▶ _What to do_: Print every one of the entries below line for line, with no change to any character.

|---|

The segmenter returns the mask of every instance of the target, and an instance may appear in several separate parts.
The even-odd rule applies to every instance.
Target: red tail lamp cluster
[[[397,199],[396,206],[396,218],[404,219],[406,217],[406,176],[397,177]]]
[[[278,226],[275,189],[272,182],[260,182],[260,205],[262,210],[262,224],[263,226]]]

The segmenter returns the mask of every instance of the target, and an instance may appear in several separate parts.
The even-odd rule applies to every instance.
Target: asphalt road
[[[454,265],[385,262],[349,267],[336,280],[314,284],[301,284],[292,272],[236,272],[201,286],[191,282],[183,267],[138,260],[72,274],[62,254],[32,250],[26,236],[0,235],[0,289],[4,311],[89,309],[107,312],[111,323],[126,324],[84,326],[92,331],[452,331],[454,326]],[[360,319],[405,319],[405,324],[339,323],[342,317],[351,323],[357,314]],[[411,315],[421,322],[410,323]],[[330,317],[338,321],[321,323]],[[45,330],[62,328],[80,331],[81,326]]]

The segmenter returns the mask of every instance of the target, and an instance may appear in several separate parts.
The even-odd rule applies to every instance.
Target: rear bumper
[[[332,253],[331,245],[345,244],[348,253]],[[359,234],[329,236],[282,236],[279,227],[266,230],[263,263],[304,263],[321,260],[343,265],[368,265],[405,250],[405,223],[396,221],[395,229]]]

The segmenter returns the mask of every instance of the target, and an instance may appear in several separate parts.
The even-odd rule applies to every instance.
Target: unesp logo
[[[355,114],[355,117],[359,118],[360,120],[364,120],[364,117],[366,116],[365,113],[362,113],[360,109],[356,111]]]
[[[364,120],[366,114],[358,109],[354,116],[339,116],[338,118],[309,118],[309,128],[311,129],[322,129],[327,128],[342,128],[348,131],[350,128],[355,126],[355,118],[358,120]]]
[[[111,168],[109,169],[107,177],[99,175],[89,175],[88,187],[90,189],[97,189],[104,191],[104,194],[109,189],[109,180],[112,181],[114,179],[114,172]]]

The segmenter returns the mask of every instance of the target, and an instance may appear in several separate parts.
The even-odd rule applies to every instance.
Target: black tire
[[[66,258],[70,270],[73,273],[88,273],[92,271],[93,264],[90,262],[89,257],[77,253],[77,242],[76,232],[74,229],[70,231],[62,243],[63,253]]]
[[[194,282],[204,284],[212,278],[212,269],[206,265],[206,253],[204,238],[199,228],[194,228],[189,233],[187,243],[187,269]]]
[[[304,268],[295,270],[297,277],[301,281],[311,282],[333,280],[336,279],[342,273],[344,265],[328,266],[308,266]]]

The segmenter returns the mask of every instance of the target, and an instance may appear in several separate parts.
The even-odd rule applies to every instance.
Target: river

|---|

▶ _Solution for this task_:
The segmenter returns the mask of every instance of the target, and an instance may appear in several separate parts.
The even-odd rule applies to every instance.
Target: red tail lamp cluster
[[[397,199],[396,206],[396,218],[404,219],[406,217],[406,176],[397,177]]]
[[[278,226],[275,189],[272,182],[260,182],[260,205],[262,210],[262,224],[263,226]]]

The segmenter returns the mask of every instance of the target, and an instance may appear in several separate parts.
The even-odd rule applies to every instance.
Target: asphalt road
[[[454,265],[385,262],[349,267],[336,280],[314,284],[301,284],[292,272],[236,272],[201,286],[191,282],[183,267],[138,260],[72,274],[62,254],[32,250],[26,236],[0,235],[0,289],[4,311],[89,309],[107,312],[111,323],[126,324],[84,326],[92,331],[452,331],[454,326]],[[360,319],[405,319],[405,324],[339,323],[342,317],[351,323],[357,314]],[[411,315],[421,322],[410,323]],[[330,317],[338,321],[321,323]],[[45,330],[62,328],[80,331],[81,326]]]

The segmenter returns the mask of every instance of the target, and an instance may appear in several separate parts.
The even-odd rule applies to every instance.
Target: rear bumper
[[[332,253],[331,245],[345,244],[348,253]],[[359,234],[329,236],[282,236],[279,227],[266,230],[263,263],[304,263],[321,260],[343,265],[368,265],[405,250],[405,223],[396,221],[395,229]]]

The segmenter returns the mask of every instance of the target, and an instance may appear in several separate parts.
The even-odd rule applies to every instance.
Target: unesp logo
[[[355,114],[355,117],[359,118],[360,120],[364,120],[364,117],[366,116],[365,113],[362,113],[360,109],[356,111]]]
[[[364,120],[366,114],[358,109],[354,116],[339,116],[338,118],[309,118],[309,128],[311,129],[322,129],[327,128],[342,128],[348,131],[350,128],[355,126],[355,118],[358,120]]]
[[[111,168],[109,169],[107,177],[99,175],[89,175],[88,187],[90,189],[97,189],[104,191],[104,194],[109,189],[109,180],[112,181],[114,179],[114,172]]]

The segmenter returns the mask of every instance of the target, and an instance may appear in several separate parts.
The even-odd rule applies to every instance.
Target: black tire
[[[66,258],[70,270],[73,273],[88,273],[92,271],[93,264],[90,262],[89,257],[77,253],[77,242],[76,232],[74,229],[70,231],[62,243],[63,253]]]
[[[194,282],[204,284],[212,278],[212,269],[206,265],[206,253],[204,238],[199,228],[194,228],[189,233],[187,243],[187,269]]]
[[[304,268],[295,270],[297,277],[301,281],[311,282],[333,280],[336,279],[342,273],[344,265],[328,266],[308,266]]]

The segmenter returns the mask of every instance of the target, and an instance may appear in several separate parts.
The even-odd rule applies to every instance.
Target: river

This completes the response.